• Excerpted text:
◇ ◇ ◇ ◇ ◇

They also manufactured a range of logging arches to cruise logs to the skid known as “Karry-Arches”. These were very similar to Carco and Hyster arches of the period and can be difficult to identify in photographs.

To their credit, Isaacson manufactured everything they sold ‘in-house’ and were not reliant on other manufacturers for hydraulic pumps or PCU’s (power control units). Thus they had total control over the quality of their finished products.

In the earthmoving sphere, Isaacson had a range of cable-controlled scrapers and matching PCU’s plus towed rippers which were loosely based on LeTourneau’s designs of the period.

There was a difference however in that Isaacson offered hydraulically operated as well as cable operated rippers.

As the motor scraper had become very popular following the introduction of the LeTourneau Tournapull, Isaacson decided to have a go at creating one of their own.

As R&D costs were very high for such a project, Isaacson improvised by adapting an existing International-Harvester TD-18 tractor from tracks to wheels and attaching one of their KS700 Karry-Skrapers semi-permanently to the drawbar.

A double drum PCU was driven off the tractors front crankshaft pulley and the cables fed back to the scraper via tubing.

Isaacson called the resulting hybrid the “Wheel-Tor” and examples were tested in 1946.

Trials were not very successful due to manoeverability problems and the project was subsequently shelved, but the machine remains an interesting curiosity.

As mentioned previously, the tractor attachments market was very heavily populated in the 1940s & 1950s and a lot of companies fell on hard times when the tractor manufacturers began to build their own attachments.

Some, such as LeTourneau were large enough to stand on their own while others went down the merger path like International-Harvester & Bucyrus, and Allis-Chalmers and Baker, thus assuring their long term survival.

It was no different for Isaacson, especially after the Cletrac company were bought by the Oliver Corp, and two thirds of their end product market vanished overnight.

So it was that in 1955, Isaacson’s forestry and earthmoving equipment division were sold to the Pullman Standard company, manufacturers of railroad carriages & rolling stock.

It must be said that this was a very unusual marriage, given the two companies dissimilar backgrounds.

Pullman Standard did very little with the brand other than re-marketing the cable-control scrapers under the Allied Tractor Equipment brand name, and discontinued production of just about everything else.

Earthmoving & forestry it seems were not high on the company’s list of priorities.

What remained of Isaacson’s designs & patents were eventually sold by Pullman Standard in 1967 to the Young Corporation of Seattle, Washington, who remain the owners to this day.

Young have a very long history in the forest equipment industry and the acquisition of the Isaacson line merely bolstered their presence further.

◇ ◇ ◇ ◇ ◇

• Information provided:
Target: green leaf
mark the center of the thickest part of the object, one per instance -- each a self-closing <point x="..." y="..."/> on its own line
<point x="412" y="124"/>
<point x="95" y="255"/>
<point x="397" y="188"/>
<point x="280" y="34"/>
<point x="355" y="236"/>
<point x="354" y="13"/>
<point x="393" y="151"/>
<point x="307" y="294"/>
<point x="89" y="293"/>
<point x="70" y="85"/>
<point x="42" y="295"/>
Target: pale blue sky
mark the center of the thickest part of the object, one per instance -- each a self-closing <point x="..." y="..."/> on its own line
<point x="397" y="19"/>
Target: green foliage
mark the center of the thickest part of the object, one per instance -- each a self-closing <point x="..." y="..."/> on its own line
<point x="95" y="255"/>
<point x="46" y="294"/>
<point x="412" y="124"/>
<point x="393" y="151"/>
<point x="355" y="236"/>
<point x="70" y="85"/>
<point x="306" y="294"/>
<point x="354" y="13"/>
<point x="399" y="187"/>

◇ ◇ ◇ ◇ ◇

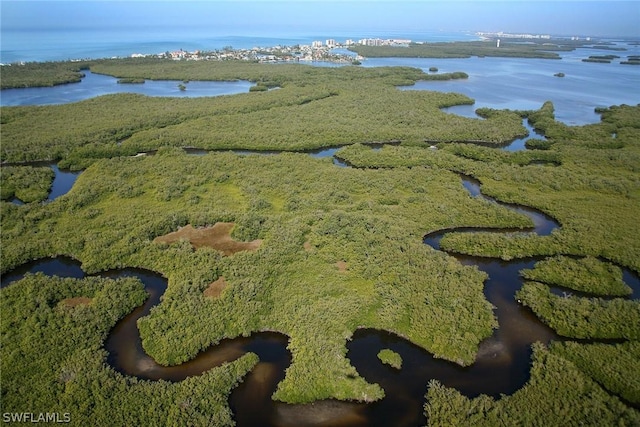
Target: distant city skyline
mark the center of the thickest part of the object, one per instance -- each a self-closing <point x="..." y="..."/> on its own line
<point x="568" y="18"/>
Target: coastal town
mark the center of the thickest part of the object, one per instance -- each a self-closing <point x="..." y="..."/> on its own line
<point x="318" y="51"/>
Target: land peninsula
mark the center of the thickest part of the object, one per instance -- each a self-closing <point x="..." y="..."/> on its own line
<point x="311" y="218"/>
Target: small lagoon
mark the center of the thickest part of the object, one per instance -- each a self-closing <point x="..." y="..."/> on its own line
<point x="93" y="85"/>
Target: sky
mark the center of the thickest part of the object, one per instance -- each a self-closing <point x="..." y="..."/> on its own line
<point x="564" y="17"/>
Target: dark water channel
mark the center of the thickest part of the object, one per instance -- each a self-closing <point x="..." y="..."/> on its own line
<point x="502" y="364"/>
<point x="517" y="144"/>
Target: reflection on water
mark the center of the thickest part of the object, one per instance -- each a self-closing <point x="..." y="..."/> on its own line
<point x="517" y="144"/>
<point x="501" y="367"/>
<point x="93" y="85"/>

◇ ◇ ◇ ◇ ◇

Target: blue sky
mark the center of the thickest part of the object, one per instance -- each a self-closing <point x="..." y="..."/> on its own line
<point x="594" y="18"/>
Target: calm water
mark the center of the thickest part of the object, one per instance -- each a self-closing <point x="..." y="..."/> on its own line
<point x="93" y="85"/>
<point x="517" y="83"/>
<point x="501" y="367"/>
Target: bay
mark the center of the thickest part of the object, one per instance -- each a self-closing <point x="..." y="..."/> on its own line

◇ ◇ ◇ ◇ ◇

• What you need to do:
- a) For each statement, say yes or no on whether the text on Isaacson agrees with it, and quote the deciding words: (i) Isaacson depended on other manufacturers for its hydraulic pumps. (ii) Examples of the Wheel-Tor were tested in 1946. (iii) Pullman Standard sold what remained of Isaacson's designs and patents to the Young Corporation in 1967.
- b) According to the text on Isaacson, which tractor did Isaacson adapt to build the Wheel-Tor?
- c) Shorten the paragraph of the text on Isaacson that begins "As R&D costs were very high" and keep its main facts.
The rows have no connection to the text on Isaacson.

• Expected outputs:
- a)
(i) No: "were not reliant on other manufacturers for hydraulic pumps or PCU’s"
(ii) Yes: "examples were tested in 1946"
(iii) Yes: "eventually sold by Pullman Standard in 1967 to the Young Corporation of Seattle, Washington"

- b) An International-Harvester TD-18 tractor, converted from tracks to wheels.

- c) To avoid high R&D costs, Isaacson converted an International-Harvester TD-18 tractor from tracks to wheels and semi-permanently attached one of its KS700 Karry-Skrapers to the drawbar.